(Object point labels)
^^^^^^^^^^^^^^^^
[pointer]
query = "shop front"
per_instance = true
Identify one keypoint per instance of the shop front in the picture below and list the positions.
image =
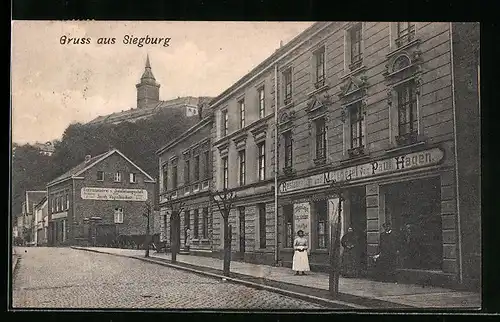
(413, 192)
^^^^^^^^^^^^^^^^
Copy every line above word for word and exclude the pictures.

[Result for this exercise]
[pointer]
query = "shop front"
per_instance = true
Identify one keypoint per instance of the shop front in the picture below and list the positions.
image =
(413, 192)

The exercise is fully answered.